**JOB:** Print the lines of the material below, starting at the line containing "Could you kindly segment every instance of the blue jeans?" and ending at the line containing "348L131 343L131 366L146", copying each one without change. Give only those lines.

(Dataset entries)
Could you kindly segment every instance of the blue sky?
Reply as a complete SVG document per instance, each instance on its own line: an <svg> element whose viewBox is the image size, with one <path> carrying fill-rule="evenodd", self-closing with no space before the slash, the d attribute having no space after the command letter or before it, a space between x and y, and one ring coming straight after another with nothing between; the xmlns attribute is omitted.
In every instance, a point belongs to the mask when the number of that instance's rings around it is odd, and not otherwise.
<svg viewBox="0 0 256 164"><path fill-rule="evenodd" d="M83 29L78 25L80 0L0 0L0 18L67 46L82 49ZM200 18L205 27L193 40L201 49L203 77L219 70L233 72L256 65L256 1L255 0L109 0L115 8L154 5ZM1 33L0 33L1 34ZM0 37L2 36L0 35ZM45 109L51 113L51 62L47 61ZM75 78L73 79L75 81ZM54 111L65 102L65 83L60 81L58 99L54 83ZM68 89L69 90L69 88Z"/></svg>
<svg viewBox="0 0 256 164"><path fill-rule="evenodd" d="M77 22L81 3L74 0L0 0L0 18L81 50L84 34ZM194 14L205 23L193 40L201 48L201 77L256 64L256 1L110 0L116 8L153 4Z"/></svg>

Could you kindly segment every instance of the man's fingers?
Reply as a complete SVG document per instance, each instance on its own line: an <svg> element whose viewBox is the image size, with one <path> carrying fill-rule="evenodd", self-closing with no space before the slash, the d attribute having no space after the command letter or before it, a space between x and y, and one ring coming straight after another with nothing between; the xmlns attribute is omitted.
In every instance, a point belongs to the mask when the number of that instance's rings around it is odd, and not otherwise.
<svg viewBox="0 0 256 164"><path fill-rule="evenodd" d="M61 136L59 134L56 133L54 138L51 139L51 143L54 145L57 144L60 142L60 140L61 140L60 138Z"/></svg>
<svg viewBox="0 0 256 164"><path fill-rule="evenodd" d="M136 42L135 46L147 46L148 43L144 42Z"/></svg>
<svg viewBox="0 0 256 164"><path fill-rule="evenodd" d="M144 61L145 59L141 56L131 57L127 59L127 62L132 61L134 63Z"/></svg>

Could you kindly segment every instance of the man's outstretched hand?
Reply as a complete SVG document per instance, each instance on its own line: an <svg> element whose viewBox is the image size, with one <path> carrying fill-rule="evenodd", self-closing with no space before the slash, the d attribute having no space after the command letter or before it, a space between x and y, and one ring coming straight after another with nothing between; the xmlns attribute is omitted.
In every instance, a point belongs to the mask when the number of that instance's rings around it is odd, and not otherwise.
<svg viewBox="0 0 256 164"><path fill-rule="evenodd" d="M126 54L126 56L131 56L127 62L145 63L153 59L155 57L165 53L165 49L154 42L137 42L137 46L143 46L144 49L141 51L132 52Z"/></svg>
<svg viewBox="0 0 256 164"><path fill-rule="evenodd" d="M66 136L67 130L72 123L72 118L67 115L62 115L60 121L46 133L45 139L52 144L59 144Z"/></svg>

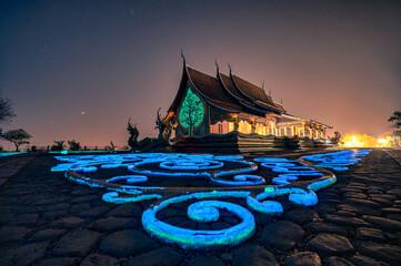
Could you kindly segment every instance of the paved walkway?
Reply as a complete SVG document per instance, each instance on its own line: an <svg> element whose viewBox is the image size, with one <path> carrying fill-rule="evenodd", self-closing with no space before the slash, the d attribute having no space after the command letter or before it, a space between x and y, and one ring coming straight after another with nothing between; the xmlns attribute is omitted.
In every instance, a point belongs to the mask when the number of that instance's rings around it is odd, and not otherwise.
<svg viewBox="0 0 401 266"><path fill-rule="evenodd" d="M149 237L149 203L107 204L103 191L51 173L57 163L36 157L0 186L0 265L401 265L401 165L380 150L337 173L319 205L255 214L249 242L208 253Z"/></svg>

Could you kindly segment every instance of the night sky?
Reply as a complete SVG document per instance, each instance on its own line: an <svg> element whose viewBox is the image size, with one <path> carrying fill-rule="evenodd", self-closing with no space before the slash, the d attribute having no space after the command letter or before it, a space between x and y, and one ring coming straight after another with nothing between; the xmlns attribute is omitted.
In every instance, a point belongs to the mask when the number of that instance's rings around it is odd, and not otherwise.
<svg viewBox="0 0 401 266"><path fill-rule="evenodd" d="M12 0L0 3L0 90L17 117L2 127L33 145L126 145L131 117L140 139L157 136L181 49L343 134L379 136L401 108L401 1Z"/></svg>

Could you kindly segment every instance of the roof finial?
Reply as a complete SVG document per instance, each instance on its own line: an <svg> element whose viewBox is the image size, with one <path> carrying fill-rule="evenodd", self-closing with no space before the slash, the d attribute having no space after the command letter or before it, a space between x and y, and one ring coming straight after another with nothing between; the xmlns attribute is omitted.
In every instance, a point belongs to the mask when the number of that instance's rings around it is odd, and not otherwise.
<svg viewBox="0 0 401 266"><path fill-rule="evenodd" d="M182 60L183 60L183 63L186 63L186 57L184 57L183 53L182 53L182 49L181 49L181 58L182 58Z"/></svg>

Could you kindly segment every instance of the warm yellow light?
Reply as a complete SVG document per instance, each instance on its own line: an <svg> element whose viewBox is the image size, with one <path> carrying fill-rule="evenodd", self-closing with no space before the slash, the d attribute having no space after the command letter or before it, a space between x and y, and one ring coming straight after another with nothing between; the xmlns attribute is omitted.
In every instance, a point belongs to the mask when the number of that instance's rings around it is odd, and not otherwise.
<svg viewBox="0 0 401 266"><path fill-rule="evenodd" d="M345 134L339 145L341 147L375 147L379 144L378 140L367 134Z"/></svg>

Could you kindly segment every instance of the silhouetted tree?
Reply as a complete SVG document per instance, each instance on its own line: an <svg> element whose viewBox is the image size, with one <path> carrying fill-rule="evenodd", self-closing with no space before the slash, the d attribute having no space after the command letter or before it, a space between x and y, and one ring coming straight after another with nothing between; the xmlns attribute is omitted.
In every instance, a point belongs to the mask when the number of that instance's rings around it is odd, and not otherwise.
<svg viewBox="0 0 401 266"><path fill-rule="evenodd" d="M29 144L29 139L32 136L24 130L10 130L1 135L1 139L9 141L16 145L16 152L19 152L19 147L22 144Z"/></svg>
<svg viewBox="0 0 401 266"><path fill-rule="evenodd" d="M400 129L401 127L401 110L395 111L388 121L394 122L393 126L395 129Z"/></svg>

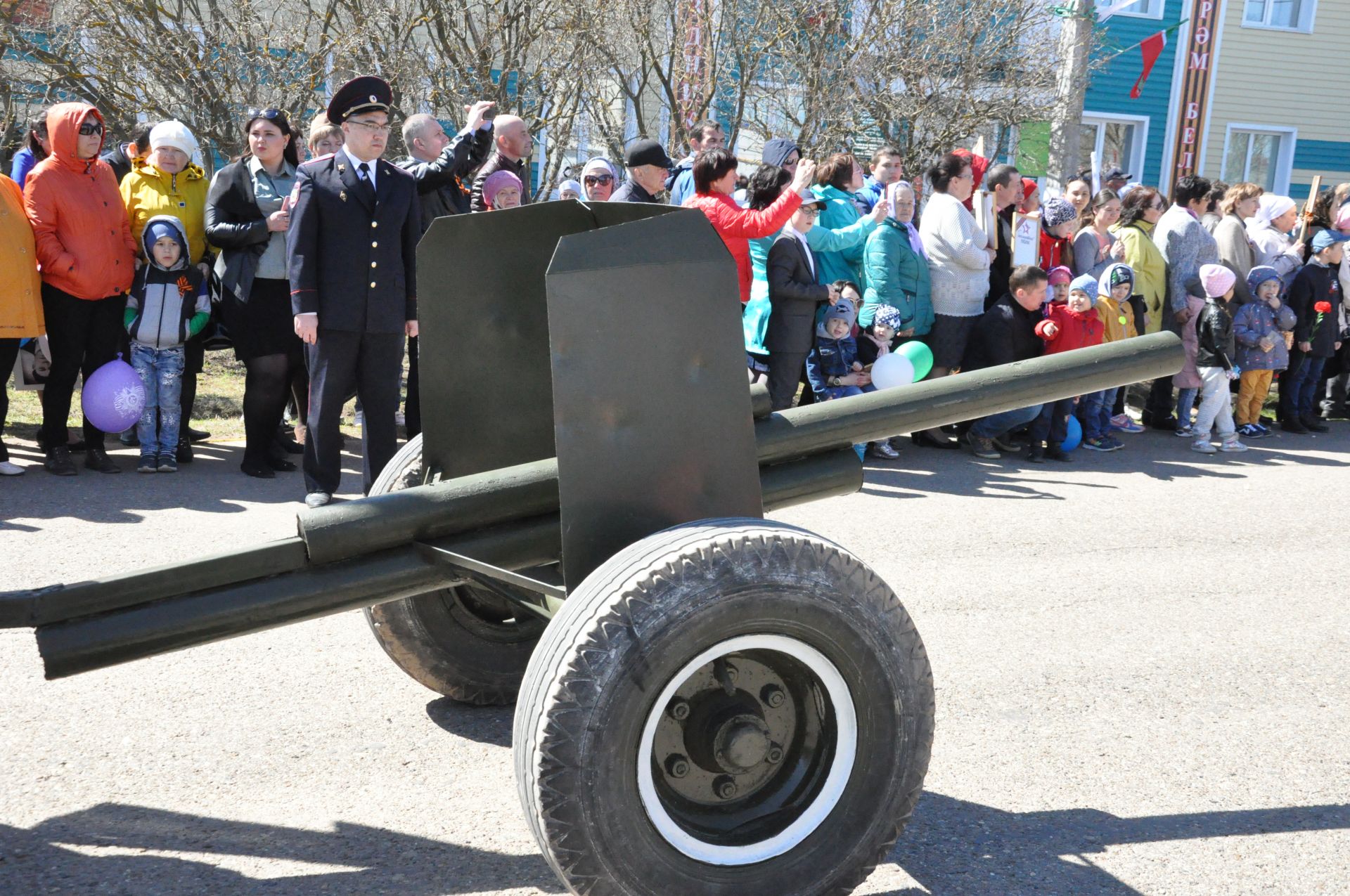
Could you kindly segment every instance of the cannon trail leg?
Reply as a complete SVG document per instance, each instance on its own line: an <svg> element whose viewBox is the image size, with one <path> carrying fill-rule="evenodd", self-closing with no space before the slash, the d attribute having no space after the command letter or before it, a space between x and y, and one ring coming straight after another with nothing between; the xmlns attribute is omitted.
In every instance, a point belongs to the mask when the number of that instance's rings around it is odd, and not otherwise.
<svg viewBox="0 0 1350 896"><path fill-rule="evenodd" d="M371 486L386 494L423 484L421 436ZM514 702L547 622L473 584L366 609L371 632L398 668L437 694L477 706Z"/></svg>
<svg viewBox="0 0 1350 896"><path fill-rule="evenodd" d="M525 815L594 896L846 893L909 820L933 742L895 592L763 520L668 529L597 568L520 696Z"/></svg>

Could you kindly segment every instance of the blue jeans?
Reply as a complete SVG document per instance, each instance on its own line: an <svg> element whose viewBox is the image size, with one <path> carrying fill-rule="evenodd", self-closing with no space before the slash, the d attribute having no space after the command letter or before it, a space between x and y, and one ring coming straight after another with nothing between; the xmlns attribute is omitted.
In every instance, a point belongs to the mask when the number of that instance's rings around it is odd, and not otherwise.
<svg viewBox="0 0 1350 896"><path fill-rule="evenodd" d="M1195 410L1195 397L1199 389L1180 389L1177 390L1177 425L1189 426L1191 425L1191 412Z"/></svg>
<svg viewBox="0 0 1350 896"><path fill-rule="evenodd" d="M1284 374L1285 381L1280 389L1288 389L1293 403L1293 413L1300 417L1314 414L1314 403L1318 397L1318 385L1322 382L1322 368L1326 367L1326 358L1304 355L1303 362Z"/></svg>
<svg viewBox="0 0 1350 896"><path fill-rule="evenodd" d="M1088 393L1083 397L1079 408L1079 420L1083 424L1084 439L1102 439L1111 432L1111 408L1115 406L1116 389L1104 389L1099 393Z"/></svg>
<svg viewBox="0 0 1350 896"><path fill-rule="evenodd" d="M996 439L1003 433L1029 424L1041 416L1042 405L1004 410L1002 414L990 414L971 424L971 432L979 439Z"/></svg>
<svg viewBox="0 0 1350 896"><path fill-rule="evenodd" d="M151 348L131 343L131 366L146 386L146 409L136 421L136 439L140 440L140 455L171 455L178 449L178 421L182 417L180 398L182 395L182 345L173 348ZM158 436L155 420L158 412Z"/></svg>

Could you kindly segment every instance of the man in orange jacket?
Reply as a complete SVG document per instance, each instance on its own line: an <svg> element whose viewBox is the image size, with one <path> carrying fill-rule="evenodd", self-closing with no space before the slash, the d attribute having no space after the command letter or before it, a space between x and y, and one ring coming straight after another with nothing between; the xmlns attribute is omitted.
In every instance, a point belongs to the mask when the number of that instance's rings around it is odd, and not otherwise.
<svg viewBox="0 0 1350 896"><path fill-rule="evenodd" d="M66 421L77 376L112 360L122 341L122 310L135 273L136 244L117 181L99 158L104 123L86 103L47 112L51 155L24 182L23 201L42 266L42 308L51 374L42 391L43 466L76 475ZM103 448L103 430L84 421L85 467L120 472Z"/></svg>

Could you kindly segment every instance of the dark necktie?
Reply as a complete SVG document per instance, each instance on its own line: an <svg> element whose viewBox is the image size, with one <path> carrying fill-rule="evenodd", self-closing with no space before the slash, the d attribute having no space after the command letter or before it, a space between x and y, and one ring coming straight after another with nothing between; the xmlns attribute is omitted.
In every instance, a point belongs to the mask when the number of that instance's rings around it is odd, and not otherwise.
<svg viewBox="0 0 1350 896"><path fill-rule="evenodd" d="M370 182L370 165L362 162L356 166L356 177L360 178L362 188L366 190L366 198L371 202L375 201L375 185Z"/></svg>

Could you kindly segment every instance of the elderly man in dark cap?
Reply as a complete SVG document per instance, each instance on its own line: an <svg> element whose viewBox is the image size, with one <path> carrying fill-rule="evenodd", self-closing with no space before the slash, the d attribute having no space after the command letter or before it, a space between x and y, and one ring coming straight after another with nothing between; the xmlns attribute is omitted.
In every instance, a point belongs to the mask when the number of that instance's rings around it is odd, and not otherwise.
<svg viewBox="0 0 1350 896"><path fill-rule="evenodd" d="M633 140L624 152L628 179L609 197L610 202L660 202L656 194L666 189L666 175L674 162L666 148L647 138Z"/></svg>
<svg viewBox="0 0 1350 896"><path fill-rule="evenodd" d="M352 391L364 412L364 491L397 443L404 337L417 335L417 184L381 158L389 143L389 85L344 84L328 119L344 142L300 166L290 194L286 254L296 333L309 360L305 505L321 507L342 478L342 408Z"/></svg>

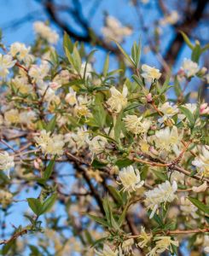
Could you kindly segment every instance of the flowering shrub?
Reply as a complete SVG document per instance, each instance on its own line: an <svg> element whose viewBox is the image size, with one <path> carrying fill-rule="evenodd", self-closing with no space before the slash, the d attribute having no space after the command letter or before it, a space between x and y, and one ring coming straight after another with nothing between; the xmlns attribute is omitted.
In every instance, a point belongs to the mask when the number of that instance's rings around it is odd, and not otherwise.
<svg viewBox="0 0 209 256"><path fill-rule="evenodd" d="M111 19L104 33L121 42L131 29ZM22 200L29 207L1 253L177 254L185 241L208 253L209 107L200 93L193 103L184 95L194 77L206 80L198 61L208 47L183 34L191 60L164 79L140 63L140 44L130 56L116 43L131 72L125 77L109 70L108 55L97 73L94 51L65 34L60 55L58 34L39 21L34 30L30 47L1 44L1 214Z"/></svg>

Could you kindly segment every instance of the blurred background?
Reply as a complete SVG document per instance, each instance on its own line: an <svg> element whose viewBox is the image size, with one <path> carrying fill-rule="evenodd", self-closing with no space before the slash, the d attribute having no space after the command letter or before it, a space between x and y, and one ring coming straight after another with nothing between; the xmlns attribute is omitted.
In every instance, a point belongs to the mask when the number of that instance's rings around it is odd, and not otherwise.
<svg viewBox="0 0 209 256"><path fill-rule="evenodd" d="M118 66L120 53L108 38L118 40L128 53L133 42L142 42L142 62L160 68L165 77L177 73L183 58L190 58L180 31L191 42L208 43L207 0L3 0L0 27L7 45L15 41L30 44L34 39L32 23L48 20L60 34L58 51L62 52L66 31L73 40L83 42L85 49L98 49L96 70L102 67L107 52L111 52L111 67ZM114 31L115 32L113 32ZM208 67L208 54L203 55L200 67ZM193 79L188 90L206 84Z"/></svg>
<svg viewBox="0 0 209 256"><path fill-rule="evenodd" d="M209 4L206 0L1 0L0 3L0 28L8 48L14 42L32 44L33 22L46 21L60 35L55 47L61 55L63 54L64 31L73 41L84 43L86 52L97 49L93 63L97 71L102 68L108 52L111 53L110 69L123 65L119 61L121 54L109 38L119 42L129 54L133 42L140 39L141 62L158 67L164 78L171 73L177 73L183 58L191 57L191 49L184 43L180 31L185 32L192 43L198 40L200 45L208 44ZM208 52L202 55L199 65L209 67ZM186 92L195 97L196 91L201 88L206 101L206 82L194 79ZM58 169L65 173L69 168L72 169L64 166ZM64 177L61 182L69 187L72 179ZM32 195L36 197L39 189L34 188L25 193L22 199ZM4 227L5 232L3 229L2 236L13 230L12 224L18 226L25 223L20 216L27 207L26 202L17 204L11 209L13 214L1 219L1 224L11 224ZM60 212L62 208L59 207L54 217ZM65 218L63 219L65 224ZM32 238L30 243L33 243ZM189 255L185 250L183 253ZM25 255L28 255L27 253Z"/></svg>

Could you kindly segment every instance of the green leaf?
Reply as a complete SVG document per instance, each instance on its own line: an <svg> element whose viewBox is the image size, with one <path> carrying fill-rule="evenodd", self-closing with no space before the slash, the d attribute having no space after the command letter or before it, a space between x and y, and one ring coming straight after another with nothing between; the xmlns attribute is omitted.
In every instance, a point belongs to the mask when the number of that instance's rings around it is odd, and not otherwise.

**THE OUTPUT:**
Could you kindly segment every instance of the blue jeans?
Reply as a complete SVG document per instance, each instance on its own line: an <svg> element whose viewBox is the image size, with one <path> carrying fill-rule="evenodd", self-closing with no space before the slash, the d attribute having no space after the command letter or before it, a space between x and y, and one ring coming straight after another with nothing between; the xmlns attribute is omitted.
In every instance, a point belongs to the mask when the number of that instance's rings around it is odd, and not otherwise.
<svg viewBox="0 0 1350 896"><path fill-rule="evenodd" d="M1195 410L1195 397L1199 389L1180 389L1177 390L1177 425L1189 426L1191 425L1191 412Z"/></svg>
<svg viewBox="0 0 1350 896"><path fill-rule="evenodd" d="M1284 374L1285 381L1280 389L1288 389L1293 403L1293 413L1300 417L1314 414L1314 403L1318 397L1318 385L1322 382L1322 368L1326 367L1326 358L1304 355L1303 362Z"/></svg>
<svg viewBox="0 0 1350 896"><path fill-rule="evenodd" d="M1088 393L1083 397L1079 408L1079 420L1083 424L1084 439L1102 439L1111 432L1111 408L1115 406L1116 389L1104 389L1099 393Z"/></svg>
<svg viewBox="0 0 1350 896"><path fill-rule="evenodd" d="M996 439L1003 433L1029 424L1041 416L1042 405L1004 410L1002 414L990 414L971 424L971 432L979 439Z"/></svg>
<svg viewBox="0 0 1350 896"><path fill-rule="evenodd" d="M151 348L131 343L131 366L146 386L146 409L136 421L136 439L140 440L140 455L171 455L178 449L178 421L182 417L180 398L182 395L182 345L173 348ZM158 436L155 420L158 412Z"/></svg>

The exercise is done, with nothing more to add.